RECORDS SUPPLIED →

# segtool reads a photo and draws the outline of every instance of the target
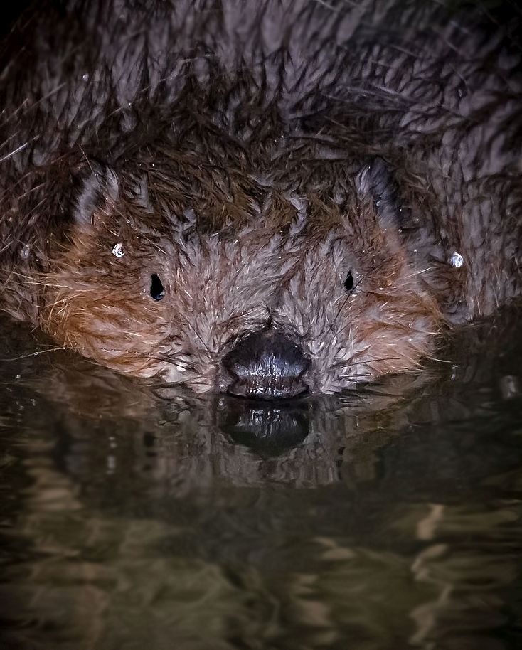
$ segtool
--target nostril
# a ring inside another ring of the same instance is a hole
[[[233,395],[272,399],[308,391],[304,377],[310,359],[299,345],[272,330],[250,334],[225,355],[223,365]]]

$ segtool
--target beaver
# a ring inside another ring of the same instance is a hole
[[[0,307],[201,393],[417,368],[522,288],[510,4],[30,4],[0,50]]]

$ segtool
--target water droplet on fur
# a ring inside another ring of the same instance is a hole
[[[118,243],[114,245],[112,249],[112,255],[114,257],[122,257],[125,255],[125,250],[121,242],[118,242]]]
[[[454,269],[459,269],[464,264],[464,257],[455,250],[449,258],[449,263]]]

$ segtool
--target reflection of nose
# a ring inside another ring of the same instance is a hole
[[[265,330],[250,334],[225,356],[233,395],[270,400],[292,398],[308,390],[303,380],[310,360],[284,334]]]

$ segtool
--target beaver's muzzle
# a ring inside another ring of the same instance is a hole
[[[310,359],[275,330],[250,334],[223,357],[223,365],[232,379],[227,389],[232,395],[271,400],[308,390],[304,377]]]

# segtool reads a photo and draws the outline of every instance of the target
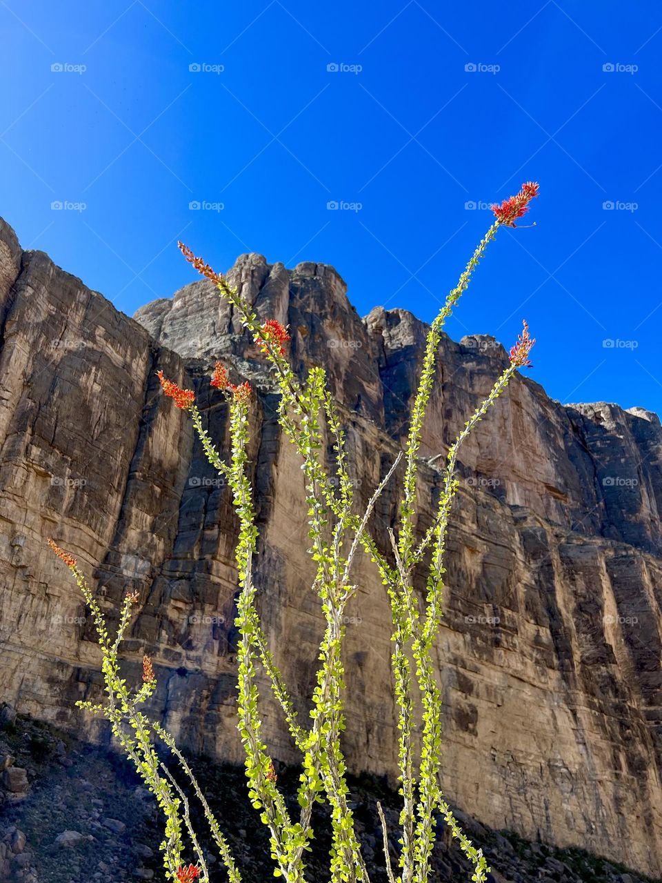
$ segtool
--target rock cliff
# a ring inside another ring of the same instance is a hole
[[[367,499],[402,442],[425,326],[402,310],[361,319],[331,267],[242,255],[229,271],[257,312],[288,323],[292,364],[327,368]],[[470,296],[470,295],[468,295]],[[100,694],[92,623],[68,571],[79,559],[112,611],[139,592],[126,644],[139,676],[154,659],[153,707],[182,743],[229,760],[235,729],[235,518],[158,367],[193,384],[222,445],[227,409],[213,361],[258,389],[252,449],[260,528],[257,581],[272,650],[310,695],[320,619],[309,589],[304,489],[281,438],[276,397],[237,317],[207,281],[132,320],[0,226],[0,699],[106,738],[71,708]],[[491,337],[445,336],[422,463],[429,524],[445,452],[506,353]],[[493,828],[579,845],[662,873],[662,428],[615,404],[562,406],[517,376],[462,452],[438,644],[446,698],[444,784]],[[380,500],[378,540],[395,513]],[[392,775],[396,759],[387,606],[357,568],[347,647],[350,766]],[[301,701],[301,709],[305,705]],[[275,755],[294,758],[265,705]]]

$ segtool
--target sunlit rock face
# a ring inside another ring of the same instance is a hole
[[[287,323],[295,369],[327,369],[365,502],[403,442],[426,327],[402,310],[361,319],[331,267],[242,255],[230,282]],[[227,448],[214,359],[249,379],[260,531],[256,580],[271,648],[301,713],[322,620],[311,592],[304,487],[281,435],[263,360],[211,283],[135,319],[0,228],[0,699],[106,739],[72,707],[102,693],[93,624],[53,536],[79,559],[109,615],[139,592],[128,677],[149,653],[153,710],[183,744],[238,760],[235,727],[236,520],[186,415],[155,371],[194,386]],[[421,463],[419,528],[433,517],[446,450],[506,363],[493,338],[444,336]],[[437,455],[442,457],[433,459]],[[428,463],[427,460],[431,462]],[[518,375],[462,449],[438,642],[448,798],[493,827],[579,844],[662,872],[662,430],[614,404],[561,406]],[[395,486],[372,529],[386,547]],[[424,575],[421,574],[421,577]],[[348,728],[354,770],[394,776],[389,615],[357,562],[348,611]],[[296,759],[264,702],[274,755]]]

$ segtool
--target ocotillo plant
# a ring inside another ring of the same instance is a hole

...

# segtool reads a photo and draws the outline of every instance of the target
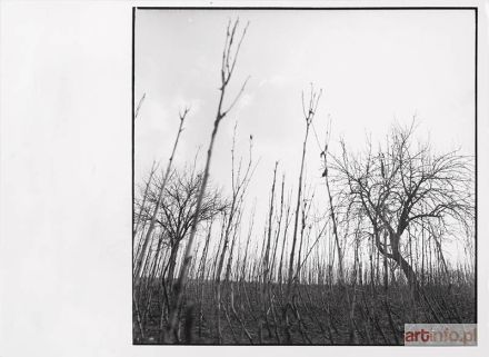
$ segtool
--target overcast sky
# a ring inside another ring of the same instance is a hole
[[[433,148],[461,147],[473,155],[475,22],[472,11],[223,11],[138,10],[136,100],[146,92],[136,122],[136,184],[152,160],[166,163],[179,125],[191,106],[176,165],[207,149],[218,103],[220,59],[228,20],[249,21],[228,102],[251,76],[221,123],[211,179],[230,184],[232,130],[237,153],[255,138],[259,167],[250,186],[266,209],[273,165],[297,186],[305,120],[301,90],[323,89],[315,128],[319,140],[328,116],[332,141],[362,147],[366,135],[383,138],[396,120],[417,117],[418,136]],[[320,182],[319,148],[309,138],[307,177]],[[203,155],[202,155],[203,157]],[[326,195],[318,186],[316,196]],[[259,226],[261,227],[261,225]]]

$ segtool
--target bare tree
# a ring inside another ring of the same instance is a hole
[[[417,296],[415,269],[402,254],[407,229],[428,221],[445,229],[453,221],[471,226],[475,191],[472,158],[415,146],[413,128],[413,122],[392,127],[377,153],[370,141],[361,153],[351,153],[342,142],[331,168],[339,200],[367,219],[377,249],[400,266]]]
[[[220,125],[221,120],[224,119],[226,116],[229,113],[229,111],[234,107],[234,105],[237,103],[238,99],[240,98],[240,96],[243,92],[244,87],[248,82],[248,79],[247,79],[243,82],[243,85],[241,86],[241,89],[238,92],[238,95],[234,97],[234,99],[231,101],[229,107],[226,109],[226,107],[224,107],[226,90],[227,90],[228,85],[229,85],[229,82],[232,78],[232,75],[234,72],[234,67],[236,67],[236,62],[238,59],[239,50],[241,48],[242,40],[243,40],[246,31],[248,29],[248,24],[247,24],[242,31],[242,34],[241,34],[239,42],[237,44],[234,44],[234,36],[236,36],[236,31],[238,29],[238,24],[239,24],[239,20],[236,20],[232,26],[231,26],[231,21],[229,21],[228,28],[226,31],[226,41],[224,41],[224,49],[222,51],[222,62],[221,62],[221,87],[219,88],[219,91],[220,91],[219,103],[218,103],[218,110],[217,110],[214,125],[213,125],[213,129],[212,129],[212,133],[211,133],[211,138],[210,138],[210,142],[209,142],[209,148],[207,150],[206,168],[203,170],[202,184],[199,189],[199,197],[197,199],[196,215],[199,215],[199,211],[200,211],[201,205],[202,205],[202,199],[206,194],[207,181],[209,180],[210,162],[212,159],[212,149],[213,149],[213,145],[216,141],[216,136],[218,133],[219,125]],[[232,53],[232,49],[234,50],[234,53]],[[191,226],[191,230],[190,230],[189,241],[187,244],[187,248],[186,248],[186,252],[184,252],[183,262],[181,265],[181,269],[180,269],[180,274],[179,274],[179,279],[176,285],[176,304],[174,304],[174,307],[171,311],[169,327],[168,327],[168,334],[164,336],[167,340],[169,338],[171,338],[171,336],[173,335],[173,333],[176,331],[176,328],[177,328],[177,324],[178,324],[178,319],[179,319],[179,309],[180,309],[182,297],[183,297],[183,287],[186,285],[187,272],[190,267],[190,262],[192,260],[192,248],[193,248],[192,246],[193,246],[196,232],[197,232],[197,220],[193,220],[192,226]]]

WHAT TO PRODUCE → Identify each line in the listing above that contains the string "beaver", treating uppercase and lowercase letters as different.

SOLVED PROBLEM →
--target beaver
--target beaver's muzzle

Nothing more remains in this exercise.